[Records Boundary: Start]

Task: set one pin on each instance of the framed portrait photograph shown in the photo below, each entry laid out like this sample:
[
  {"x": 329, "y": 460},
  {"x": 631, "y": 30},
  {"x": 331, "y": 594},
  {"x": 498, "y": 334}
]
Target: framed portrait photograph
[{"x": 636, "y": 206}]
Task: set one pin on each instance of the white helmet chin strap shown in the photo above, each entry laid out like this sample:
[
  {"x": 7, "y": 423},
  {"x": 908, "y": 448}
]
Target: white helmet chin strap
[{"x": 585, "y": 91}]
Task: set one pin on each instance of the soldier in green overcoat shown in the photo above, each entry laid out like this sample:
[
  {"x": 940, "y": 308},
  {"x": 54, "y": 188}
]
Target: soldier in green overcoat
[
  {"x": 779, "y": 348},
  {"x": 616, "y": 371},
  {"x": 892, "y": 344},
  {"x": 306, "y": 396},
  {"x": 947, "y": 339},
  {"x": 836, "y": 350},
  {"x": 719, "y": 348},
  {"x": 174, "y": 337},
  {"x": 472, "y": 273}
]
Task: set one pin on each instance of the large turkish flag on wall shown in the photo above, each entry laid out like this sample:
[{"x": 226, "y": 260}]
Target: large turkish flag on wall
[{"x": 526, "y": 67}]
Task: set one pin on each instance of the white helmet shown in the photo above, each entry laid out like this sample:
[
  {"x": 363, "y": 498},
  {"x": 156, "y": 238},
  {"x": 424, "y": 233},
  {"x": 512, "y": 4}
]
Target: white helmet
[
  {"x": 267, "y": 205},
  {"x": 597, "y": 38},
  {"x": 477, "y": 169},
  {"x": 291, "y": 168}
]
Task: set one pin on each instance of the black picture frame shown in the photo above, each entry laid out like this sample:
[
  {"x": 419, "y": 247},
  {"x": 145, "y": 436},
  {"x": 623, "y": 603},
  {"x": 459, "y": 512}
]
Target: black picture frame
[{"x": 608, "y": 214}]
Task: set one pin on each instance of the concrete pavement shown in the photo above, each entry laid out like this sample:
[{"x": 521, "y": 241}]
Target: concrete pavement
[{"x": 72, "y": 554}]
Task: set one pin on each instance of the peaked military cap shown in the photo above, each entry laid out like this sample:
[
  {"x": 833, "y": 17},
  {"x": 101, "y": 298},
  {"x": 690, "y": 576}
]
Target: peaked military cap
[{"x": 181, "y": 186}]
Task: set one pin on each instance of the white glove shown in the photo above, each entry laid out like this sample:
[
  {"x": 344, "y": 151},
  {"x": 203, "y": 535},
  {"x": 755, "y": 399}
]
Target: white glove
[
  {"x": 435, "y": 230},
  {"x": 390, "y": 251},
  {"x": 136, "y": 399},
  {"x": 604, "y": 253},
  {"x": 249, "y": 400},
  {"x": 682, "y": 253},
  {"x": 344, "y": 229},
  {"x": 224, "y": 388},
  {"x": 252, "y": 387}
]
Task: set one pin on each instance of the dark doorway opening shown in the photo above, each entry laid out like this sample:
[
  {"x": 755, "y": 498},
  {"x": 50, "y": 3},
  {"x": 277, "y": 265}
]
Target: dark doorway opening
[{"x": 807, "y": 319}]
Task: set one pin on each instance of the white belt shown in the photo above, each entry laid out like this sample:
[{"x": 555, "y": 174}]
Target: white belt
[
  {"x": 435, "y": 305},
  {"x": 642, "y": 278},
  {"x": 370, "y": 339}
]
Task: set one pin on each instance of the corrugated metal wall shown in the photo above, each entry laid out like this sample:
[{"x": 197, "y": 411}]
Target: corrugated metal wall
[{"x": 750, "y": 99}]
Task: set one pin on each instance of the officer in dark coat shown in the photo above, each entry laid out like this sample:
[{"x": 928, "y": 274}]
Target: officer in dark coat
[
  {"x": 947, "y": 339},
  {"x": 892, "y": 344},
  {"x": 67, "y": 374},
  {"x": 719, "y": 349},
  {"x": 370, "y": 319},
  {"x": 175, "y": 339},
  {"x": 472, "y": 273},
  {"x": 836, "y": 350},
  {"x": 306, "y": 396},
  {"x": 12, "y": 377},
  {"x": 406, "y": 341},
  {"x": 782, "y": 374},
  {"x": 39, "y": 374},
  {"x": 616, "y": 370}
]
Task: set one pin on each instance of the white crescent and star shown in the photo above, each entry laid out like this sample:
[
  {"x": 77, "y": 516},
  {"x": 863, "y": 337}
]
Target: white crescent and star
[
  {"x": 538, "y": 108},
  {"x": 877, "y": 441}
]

[Records Boundary: End]

== Problem to solve ==
Copy out all of the records, keeping every line identical.

== Result of this task ==
Task: set one pin on each instance of the framed portrait photograph shown in the photo below, each entry laid out like this sample:
[
  {"x": 329, "y": 460},
  {"x": 631, "y": 30},
  {"x": 331, "y": 594},
  {"x": 498, "y": 334}
]
Target: framed portrait photograph
[{"x": 636, "y": 206}]
Task: set one pin on each instance of the white helmet chin strap shown in the photo above, each entry laid out like this sample:
[
  {"x": 7, "y": 423},
  {"x": 908, "y": 448}
]
Target: white helmet chin strap
[{"x": 585, "y": 91}]
Task: set one pin on each instance of the soldier in green overcoat shown in the photo above, each entry laid out like this sample:
[
  {"x": 940, "y": 308},
  {"x": 54, "y": 188}
]
Target: soldier in green overcoat
[
  {"x": 779, "y": 348},
  {"x": 616, "y": 371},
  {"x": 892, "y": 344},
  {"x": 306, "y": 396},
  {"x": 947, "y": 339},
  {"x": 836, "y": 350},
  {"x": 719, "y": 348},
  {"x": 174, "y": 337},
  {"x": 472, "y": 273}
]
Task: set one pin on each instance of the large turkish flag on wall shown in the photo above, each entry laid out like this sample:
[{"x": 226, "y": 260}]
Target: large turkish flag on wall
[{"x": 526, "y": 67}]
Task: set one pin on each instance of the white helmet shown in the photo above, each entry laid out like this sample:
[
  {"x": 363, "y": 498},
  {"x": 156, "y": 238},
  {"x": 424, "y": 233},
  {"x": 512, "y": 4}
]
Target: white helmet
[
  {"x": 267, "y": 205},
  {"x": 597, "y": 38},
  {"x": 477, "y": 169},
  {"x": 291, "y": 168}
]
Task: set one pin on each instance of the black picture frame shown in the photo above, each entry laid out like this sample:
[
  {"x": 419, "y": 247},
  {"x": 145, "y": 436},
  {"x": 623, "y": 603},
  {"x": 459, "y": 512}
]
Target: black picture frame
[{"x": 608, "y": 214}]
Task: set one pin on each instance of the concrete pavement shown in the photo above, each entry laid out like this sample:
[{"x": 521, "y": 241}]
Target: concrete pavement
[{"x": 72, "y": 554}]
Task: set one pin on each instance of the peaked military cap shown in the photo above, each entry laid out like this sample:
[
  {"x": 833, "y": 17},
  {"x": 101, "y": 298},
  {"x": 690, "y": 576}
]
Target: peaked military cap
[{"x": 181, "y": 186}]
Task: set one pin on each instance of the white glove shown in the photo above, each entry laid out like this sample:
[
  {"x": 344, "y": 151},
  {"x": 203, "y": 535},
  {"x": 755, "y": 399}
]
Target: white glove
[
  {"x": 435, "y": 230},
  {"x": 390, "y": 251},
  {"x": 136, "y": 399},
  {"x": 604, "y": 253},
  {"x": 249, "y": 400},
  {"x": 682, "y": 253},
  {"x": 344, "y": 229},
  {"x": 224, "y": 388},
  {"x": 252, "y": 387}
]
Task: set one pin on each instance of the dark doorway opening shown in the photo above, each entry laid out like this sample:
[
  {"x": 755, "y": 498},
  {"x": 50, "y": 3},
  {"x": 277, "y": 265}
]
Target: dark doorway opening
[{"x": 807, "y": 319}]
Task: set one pin on each instance of the white belt shown in the photo above, each entry laid out like this sample:
[{"x": 555, "y": 174}]
Target: white belt
[
  {"x": 435, "y": 305},
  {"x": 642, "y": 278},
  {"x": 370, "y": 339}
]
Task: set one pin on each instance of the corrugated metal wall shown in the photo above, each entry laid out like this sample:
[{"x": 197, "y": 411}]
Target: corrugated metal wall
[{"x": 750, "y": 99}]
Task: set one pin on each instance of the officer in dark coat shown in the photo above, each entry laid out like this sample:
[{"x": 928, "y": 274}]
Target: officer in dark coat
[
  {"x": 947, "y": 339},
  {"x": 892, "y": 344},
  {"x": 67, "y": 374},
  {"x": 719, "y": 349},
  {"x": 370, "y": 319},
  {"x": 175, "y": 339},
  {"x": 472, "y": 273},
  {"x": 836, "y": 350},
  {"x": 306, "y": 396},
  {"x": 12, "y": 377},
  {"x": 406, "y": 341},
  {"x": 782, "y": 374},
  {"x": 39, "y": 374},
  {"x": 616, "y": 370}
]
Task: set one pin on each instance of the white crescent and star shown in the photo above, each entry laid out like this sample:
[
  {"x": 77, "y": 516},
  {"x": 863, "y": 337}
]
Target: white crescent and star
[
  {"x": 538, "y": 108},
  {"x": 877, "y": 441}
]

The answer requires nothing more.